Resume the May gardening checklist after its last line and write more of its outdoor tips.

* _Extract to read_
┌────────

May

Indoors

  • Cut back poinsettias to two eyes above ground. Grow them outdoors for the summer and bring them indoors again before cold weather arrives.
  • Divide and repot old ferns.
  • Callas are heavy feeders but they will soon want to rest. Reduce watering and  feeding.
  • Move African Violets out of the strong sun and to the north or other protected window – not under trees.
  • Christmas cactus likes to be pot-bound to encourage blooming. Do not repot unless really crowded.

Outdoors

  • Harden off indoor or greenhouse plants about 2 weeks before planting into the garden. Gradually condition the plants to outdoors a little each day, starting with shade moving to full sun over the course of 2 weeks. Return plants to protected cold frame, garage or house overnight.

└────────

* _Information supplied_

┌────────

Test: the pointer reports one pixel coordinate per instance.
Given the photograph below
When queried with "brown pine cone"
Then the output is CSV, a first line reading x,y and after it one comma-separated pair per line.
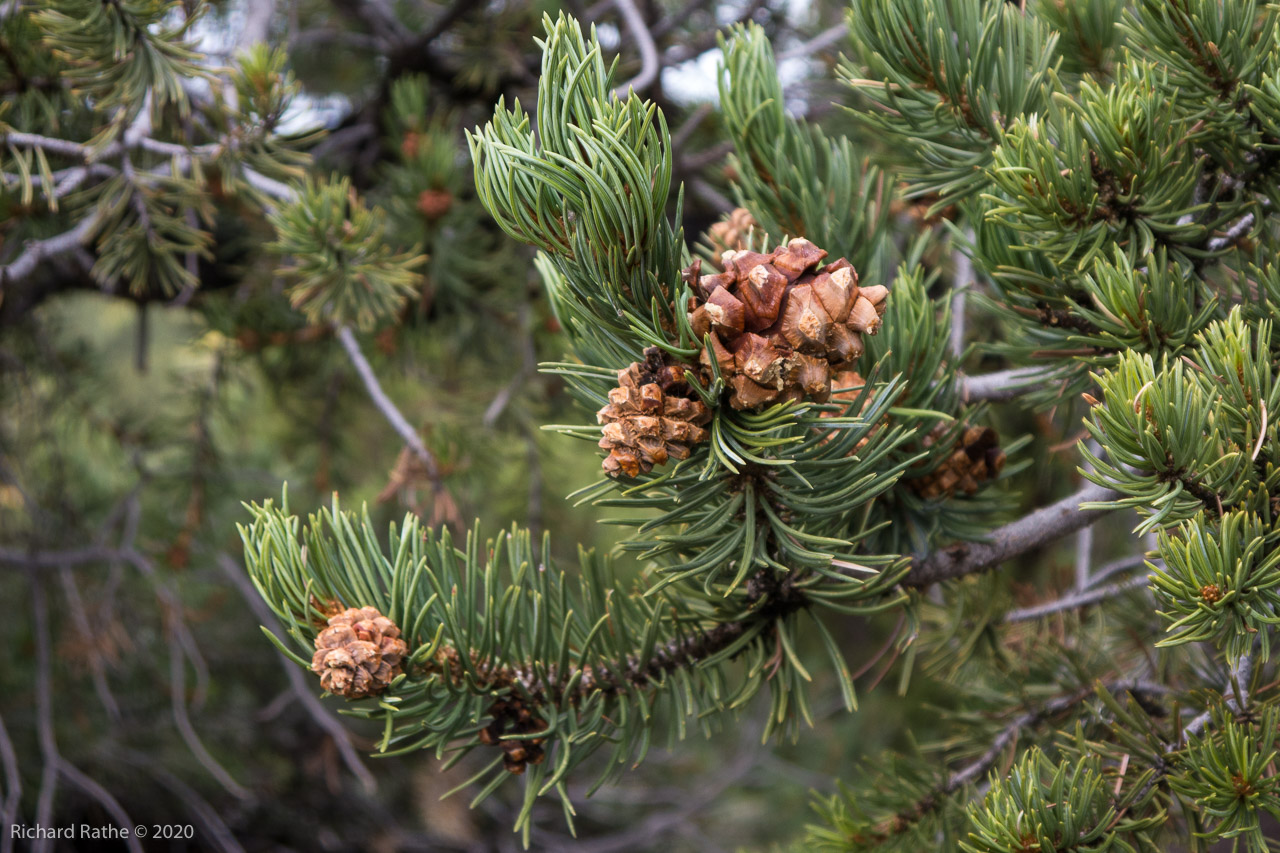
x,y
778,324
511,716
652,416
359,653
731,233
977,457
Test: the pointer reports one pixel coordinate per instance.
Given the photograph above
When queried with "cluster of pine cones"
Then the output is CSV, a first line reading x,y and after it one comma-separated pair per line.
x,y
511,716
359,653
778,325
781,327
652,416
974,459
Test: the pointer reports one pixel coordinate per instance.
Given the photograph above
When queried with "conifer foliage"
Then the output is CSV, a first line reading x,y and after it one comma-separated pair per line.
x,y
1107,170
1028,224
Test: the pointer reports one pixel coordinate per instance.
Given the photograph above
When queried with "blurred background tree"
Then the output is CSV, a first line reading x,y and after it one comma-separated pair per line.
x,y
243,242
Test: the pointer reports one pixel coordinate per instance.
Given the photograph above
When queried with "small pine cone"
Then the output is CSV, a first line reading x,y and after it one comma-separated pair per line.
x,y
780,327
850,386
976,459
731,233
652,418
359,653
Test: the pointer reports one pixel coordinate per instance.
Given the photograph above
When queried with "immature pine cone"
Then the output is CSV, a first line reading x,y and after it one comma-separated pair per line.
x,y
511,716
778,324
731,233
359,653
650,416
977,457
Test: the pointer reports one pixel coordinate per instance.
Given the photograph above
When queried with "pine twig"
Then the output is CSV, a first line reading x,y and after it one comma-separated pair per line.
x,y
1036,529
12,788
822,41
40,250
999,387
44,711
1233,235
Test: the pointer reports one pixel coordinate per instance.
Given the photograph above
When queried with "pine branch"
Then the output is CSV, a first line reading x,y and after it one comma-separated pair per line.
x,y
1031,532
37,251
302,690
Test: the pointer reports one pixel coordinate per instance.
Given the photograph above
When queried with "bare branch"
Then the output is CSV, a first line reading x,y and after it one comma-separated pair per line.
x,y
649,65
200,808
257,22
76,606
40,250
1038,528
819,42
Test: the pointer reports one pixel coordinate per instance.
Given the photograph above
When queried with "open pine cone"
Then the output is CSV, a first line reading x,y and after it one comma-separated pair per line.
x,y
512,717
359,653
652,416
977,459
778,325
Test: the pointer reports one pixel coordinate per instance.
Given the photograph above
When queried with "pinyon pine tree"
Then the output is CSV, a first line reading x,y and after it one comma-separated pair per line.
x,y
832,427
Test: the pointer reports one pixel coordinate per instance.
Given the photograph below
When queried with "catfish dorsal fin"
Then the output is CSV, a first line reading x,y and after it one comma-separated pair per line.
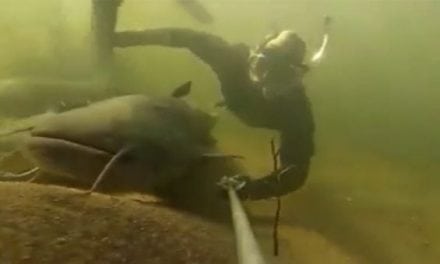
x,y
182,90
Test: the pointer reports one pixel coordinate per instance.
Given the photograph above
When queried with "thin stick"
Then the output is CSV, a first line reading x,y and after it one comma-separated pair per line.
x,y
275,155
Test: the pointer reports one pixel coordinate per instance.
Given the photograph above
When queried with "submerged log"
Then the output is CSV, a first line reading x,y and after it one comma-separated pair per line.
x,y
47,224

└────────

* _Answer below_
  • Transplant tomatoes, peppers, eggplants, melons, cucumbers, and sweet potatoes after the soil has warmed to 60 degrees F and danger of frost is over. If frost is predicted, protect transplants by covering overnight.
  • Plant seeds in the garden of squash, beans, corn, and okra around mid-month.
  • Sow more leafy greens, radishes, and carrots for succession of crops.
  • It is important to water and weed the garden. Transplants and seeds need water to grow. Weeds pulled before they flower result in fewer weeds throughout the season.
  • Sow sunflowers, zinnias, marigolds, cosmos, and other flower seeds. Plant dahlia tubers about a week after the last frost is expected.
  • Attract pollinators by planting herbs and flowers such as rosemary, marjoram, mint, sage, basil, thyme, zinnias, sunflowers, cosmos, and bee balm.
  • Certify your pollinator friendly garden with Penn State Master Gardeners.
  • Inspect plants and garden for pests and disease on a regular basis, identify and treat if necessary.
  • Mulch roses with a 1-inch layer of compost.
  • Fertilize asparagus beds when the season’s harvest is spent (when no stems are fatter than ½ inch in diameter). Use a fertilizer with 5-10-5 or 10-10-10 immediately after the harvest and again in mid-July and mid-August.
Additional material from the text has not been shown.